◆ Apply what you read
A - In the discussion of feral roosters, what does "gameness" mainly have to do with?
B - Carry on the discussion of feral roosters from its last sentence.

◆ Text passage
Yes. At certain times of the year, with certain classes of birds. (Adult males.) Bachelor groups form in marginal habitat with sub-adult males. Females occupy the best habitat, and harem groups are guarded by one or more adult males that will fight any other adult male that challenges them. It is what has insured that only the strongest, fittest males passed on their genes for millennia. The same is true of games gone feral, like the ones in Georgia, Florida, Hawaii, Cuba and a hundred other places. "Gameness" is bred out very quickly in feral conditions.
By gameness you mean to aggressively fight another rooster more than what would naturally happen.? I can't wait until game birds or red jungle fowl start breeding again that way I Can buy some and try my hand at more wilder stock.
 
"Gameness" has nothing much to do with the desire to fight. Leghorns fight. It has more to do with the desire to keep fighting even when losing. In the wild, two roosters facing off oblivious to an approaching hawk will not pass their genes. The nervous rooster that runs at the sound of a skirmish while two dominant birds duke it out will breed a fair amount of hens.

So in a wild population you often have two groups of breeding males. With some species of salmon there are non migrating runt males that sneak into the spawning bed and release some milt. It is a way of boosting genetic diversity. With feral chickens you have dominant, most virile and robust birds fathering most of the chicks. You also have sneakers off in the bushes that father a few here and there.

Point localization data
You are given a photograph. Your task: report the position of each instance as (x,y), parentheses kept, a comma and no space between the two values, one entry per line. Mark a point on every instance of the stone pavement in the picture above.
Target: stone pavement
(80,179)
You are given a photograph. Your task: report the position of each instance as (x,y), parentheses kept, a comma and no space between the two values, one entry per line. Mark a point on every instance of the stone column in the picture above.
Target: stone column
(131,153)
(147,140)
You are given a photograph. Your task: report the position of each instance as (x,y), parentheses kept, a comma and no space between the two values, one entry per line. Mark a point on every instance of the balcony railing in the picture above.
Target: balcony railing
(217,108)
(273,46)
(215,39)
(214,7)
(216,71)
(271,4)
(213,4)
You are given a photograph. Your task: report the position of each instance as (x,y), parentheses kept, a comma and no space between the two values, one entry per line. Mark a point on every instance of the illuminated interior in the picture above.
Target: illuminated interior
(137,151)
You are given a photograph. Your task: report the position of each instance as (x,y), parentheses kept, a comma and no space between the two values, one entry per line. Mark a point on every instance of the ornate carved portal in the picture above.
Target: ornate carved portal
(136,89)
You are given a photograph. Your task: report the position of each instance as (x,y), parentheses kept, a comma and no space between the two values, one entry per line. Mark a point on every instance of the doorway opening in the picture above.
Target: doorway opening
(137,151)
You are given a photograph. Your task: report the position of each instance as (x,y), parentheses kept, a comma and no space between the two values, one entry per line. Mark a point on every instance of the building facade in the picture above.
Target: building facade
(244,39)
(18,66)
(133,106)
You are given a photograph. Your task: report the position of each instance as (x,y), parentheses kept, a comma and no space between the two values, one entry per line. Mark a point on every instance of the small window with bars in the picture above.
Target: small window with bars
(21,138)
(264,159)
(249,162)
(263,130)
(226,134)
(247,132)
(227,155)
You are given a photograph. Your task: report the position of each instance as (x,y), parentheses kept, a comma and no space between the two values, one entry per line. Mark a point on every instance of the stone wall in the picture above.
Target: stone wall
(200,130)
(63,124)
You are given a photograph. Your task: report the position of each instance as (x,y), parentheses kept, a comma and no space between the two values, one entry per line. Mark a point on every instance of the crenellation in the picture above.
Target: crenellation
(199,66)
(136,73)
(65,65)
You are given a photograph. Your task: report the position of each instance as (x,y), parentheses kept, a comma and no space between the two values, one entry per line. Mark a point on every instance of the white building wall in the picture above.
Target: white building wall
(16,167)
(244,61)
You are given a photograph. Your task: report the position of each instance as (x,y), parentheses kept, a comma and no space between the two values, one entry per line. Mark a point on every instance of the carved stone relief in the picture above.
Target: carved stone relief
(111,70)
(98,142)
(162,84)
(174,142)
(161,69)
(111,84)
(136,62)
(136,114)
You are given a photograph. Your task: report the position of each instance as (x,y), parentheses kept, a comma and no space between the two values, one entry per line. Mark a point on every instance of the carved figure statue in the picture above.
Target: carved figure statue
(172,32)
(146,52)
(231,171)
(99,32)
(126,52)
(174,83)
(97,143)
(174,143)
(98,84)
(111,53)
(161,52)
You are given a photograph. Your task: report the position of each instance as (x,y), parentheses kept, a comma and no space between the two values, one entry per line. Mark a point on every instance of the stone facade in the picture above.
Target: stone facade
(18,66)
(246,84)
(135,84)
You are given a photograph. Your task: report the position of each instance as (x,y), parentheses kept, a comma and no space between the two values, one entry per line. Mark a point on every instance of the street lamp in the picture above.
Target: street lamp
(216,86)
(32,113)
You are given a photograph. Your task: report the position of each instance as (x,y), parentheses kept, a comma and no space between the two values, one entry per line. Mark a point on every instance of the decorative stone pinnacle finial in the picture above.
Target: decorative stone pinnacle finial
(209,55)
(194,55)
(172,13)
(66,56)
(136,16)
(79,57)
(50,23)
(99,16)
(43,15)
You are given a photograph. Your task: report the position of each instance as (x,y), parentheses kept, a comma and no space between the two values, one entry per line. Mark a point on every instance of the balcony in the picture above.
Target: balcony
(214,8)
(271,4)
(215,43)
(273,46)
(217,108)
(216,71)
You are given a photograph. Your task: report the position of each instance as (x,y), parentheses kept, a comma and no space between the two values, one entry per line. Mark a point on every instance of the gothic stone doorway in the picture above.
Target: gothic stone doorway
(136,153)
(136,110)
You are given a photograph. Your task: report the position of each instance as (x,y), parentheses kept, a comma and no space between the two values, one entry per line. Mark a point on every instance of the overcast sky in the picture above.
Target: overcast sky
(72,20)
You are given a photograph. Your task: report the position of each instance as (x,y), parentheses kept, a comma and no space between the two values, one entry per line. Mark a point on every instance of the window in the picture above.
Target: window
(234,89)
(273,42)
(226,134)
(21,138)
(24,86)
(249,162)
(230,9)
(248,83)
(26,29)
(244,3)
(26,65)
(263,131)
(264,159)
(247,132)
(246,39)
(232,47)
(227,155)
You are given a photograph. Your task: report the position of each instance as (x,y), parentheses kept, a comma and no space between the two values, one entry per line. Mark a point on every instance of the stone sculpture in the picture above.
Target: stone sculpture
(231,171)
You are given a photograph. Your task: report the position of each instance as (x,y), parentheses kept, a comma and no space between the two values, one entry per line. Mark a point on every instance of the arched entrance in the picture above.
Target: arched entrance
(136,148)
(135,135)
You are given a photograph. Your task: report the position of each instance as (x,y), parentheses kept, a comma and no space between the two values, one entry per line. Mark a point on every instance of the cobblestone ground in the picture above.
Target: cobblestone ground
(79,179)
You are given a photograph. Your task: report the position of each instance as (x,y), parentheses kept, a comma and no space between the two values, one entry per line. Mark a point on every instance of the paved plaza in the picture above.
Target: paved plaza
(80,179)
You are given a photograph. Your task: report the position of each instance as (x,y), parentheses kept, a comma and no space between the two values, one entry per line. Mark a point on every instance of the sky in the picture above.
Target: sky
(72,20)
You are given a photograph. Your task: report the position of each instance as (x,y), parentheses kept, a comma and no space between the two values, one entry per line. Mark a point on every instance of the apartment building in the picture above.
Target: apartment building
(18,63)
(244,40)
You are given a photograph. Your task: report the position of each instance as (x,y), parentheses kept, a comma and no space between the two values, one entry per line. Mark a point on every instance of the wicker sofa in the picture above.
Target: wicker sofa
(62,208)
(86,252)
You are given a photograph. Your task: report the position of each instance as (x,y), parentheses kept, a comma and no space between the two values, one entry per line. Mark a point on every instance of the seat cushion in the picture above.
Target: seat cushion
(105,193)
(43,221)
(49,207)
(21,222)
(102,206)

◆ Task responses
A - The desire to keep fighting even when losing.

B -
With the birds in Fitzgerald, Hawaii, or anywhere else that there are feral games, a lot of the ones that were originally turned loose were unsuitable for gamefowl, that is why they were turned loose. Just because a game chicken is a game chicken doesn't mean it is a good one. Nature selects very quickly back to natural behavior, which favors birds that fight to the death to defend a territory during mating season IF they are a dominant male with an established territory to defend. And subdominant males that hide until it is their time, whether that means a lifetime of sneaking out to breed an unsuspecting hen, or eventually challenging a dominant bird for a territory.

I prefer the gamer game birds. They can do just fine with little or no human intervention, as long as you catch up spare males at the appropriate time. You don't come up with the nervous sneakers as often, so you don't have wild, flighty chickens, and manfighters. The game ones make better riding companions and pets, but can rustle just fine in near feral conditions.
 
"Gameness" has nothing much to do with the desire to fight. Leghorns fight. It has more to do with the desire to keep fighting even when losing. In the wild, two roosters facing off oblivious to an approaching hawk will not pass their genes. The nervous rooster that runs at the sound of a skirmish while two dominant birds duke it out will breed a fair amount of hens.

So in a wild population you often have two groups of breeding males. With some species of salmon there are non migrating runt males that sneak into the spawning bed and release some milt. It is a way of boosting genetic diversity. With feral chickens you have dominant, most virile and robust birds fathering most of the chicks. You also have sneakers off in the bushes that father a few here and there.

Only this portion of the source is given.